Goal of the exercise: For the entries below, state how many lines include the string "cloud", and write nothing besides that number.

Given information:
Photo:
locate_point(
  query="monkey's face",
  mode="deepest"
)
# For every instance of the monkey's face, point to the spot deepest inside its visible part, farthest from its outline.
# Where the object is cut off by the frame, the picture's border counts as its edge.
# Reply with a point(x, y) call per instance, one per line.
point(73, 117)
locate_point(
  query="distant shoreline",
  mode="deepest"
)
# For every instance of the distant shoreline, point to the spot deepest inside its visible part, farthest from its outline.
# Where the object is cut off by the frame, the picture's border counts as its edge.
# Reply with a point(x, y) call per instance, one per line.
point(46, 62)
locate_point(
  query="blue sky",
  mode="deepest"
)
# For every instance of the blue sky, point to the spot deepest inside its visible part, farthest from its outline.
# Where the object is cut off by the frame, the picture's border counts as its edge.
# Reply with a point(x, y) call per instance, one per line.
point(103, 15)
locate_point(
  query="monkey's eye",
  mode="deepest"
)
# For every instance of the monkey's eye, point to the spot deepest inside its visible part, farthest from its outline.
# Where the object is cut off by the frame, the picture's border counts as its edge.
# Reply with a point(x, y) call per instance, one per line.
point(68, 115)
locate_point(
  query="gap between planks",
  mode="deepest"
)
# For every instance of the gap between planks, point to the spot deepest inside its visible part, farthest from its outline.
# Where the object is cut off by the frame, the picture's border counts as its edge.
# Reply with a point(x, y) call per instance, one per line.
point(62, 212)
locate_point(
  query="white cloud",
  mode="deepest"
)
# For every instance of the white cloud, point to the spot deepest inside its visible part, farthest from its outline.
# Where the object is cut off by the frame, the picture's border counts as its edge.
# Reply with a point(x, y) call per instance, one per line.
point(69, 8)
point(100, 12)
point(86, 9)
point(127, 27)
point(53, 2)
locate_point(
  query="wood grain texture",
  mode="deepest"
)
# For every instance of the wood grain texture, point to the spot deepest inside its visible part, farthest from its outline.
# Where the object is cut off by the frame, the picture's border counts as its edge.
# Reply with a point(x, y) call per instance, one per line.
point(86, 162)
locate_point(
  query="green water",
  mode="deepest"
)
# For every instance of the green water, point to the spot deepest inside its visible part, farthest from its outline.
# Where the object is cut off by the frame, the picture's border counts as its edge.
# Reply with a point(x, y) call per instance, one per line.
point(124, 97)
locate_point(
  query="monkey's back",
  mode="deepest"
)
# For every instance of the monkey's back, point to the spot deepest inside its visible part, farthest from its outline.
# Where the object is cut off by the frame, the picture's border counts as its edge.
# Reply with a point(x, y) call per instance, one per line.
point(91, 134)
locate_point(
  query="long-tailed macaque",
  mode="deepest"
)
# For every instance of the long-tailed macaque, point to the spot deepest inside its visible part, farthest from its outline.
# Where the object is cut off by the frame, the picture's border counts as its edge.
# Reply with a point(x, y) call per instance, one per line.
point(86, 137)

...

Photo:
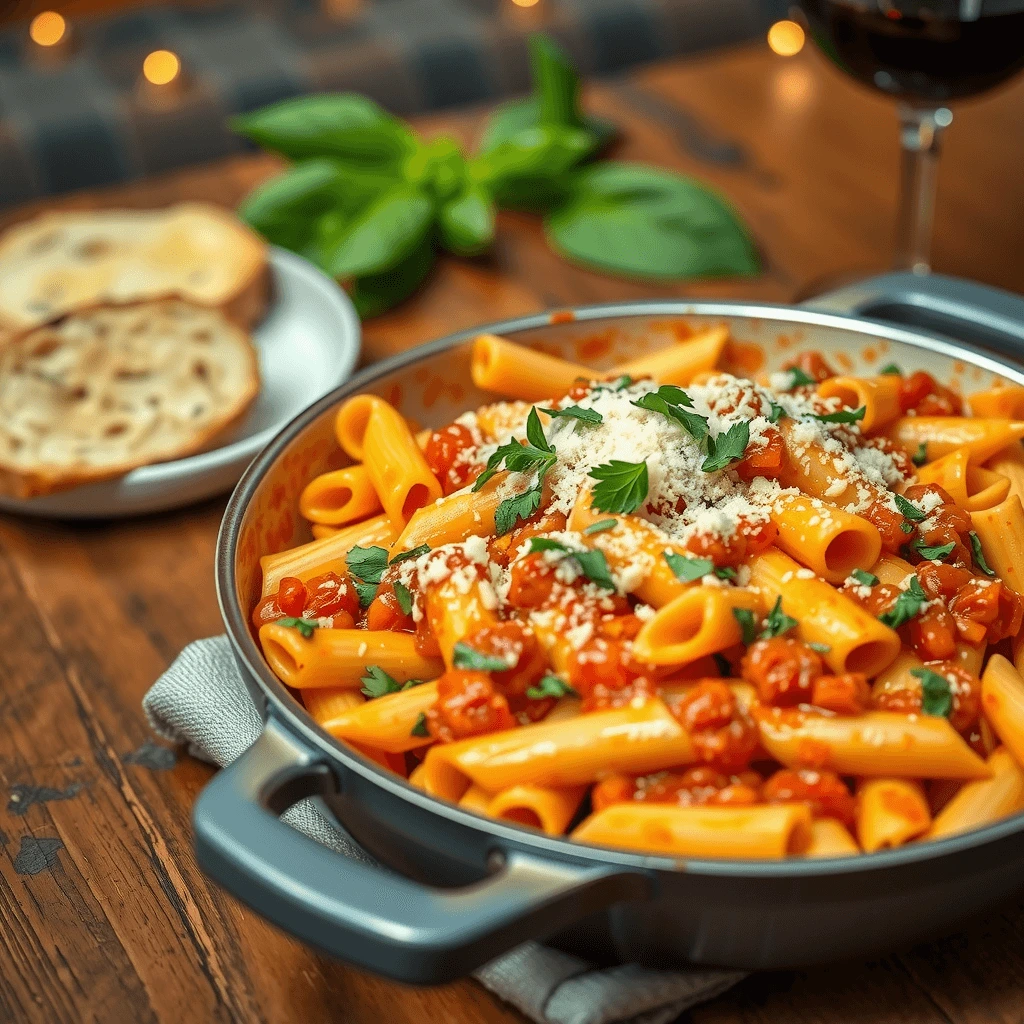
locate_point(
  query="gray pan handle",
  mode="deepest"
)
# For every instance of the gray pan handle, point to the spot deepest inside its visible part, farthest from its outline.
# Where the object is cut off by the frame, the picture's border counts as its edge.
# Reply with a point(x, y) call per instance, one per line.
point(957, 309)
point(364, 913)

Your solution: 2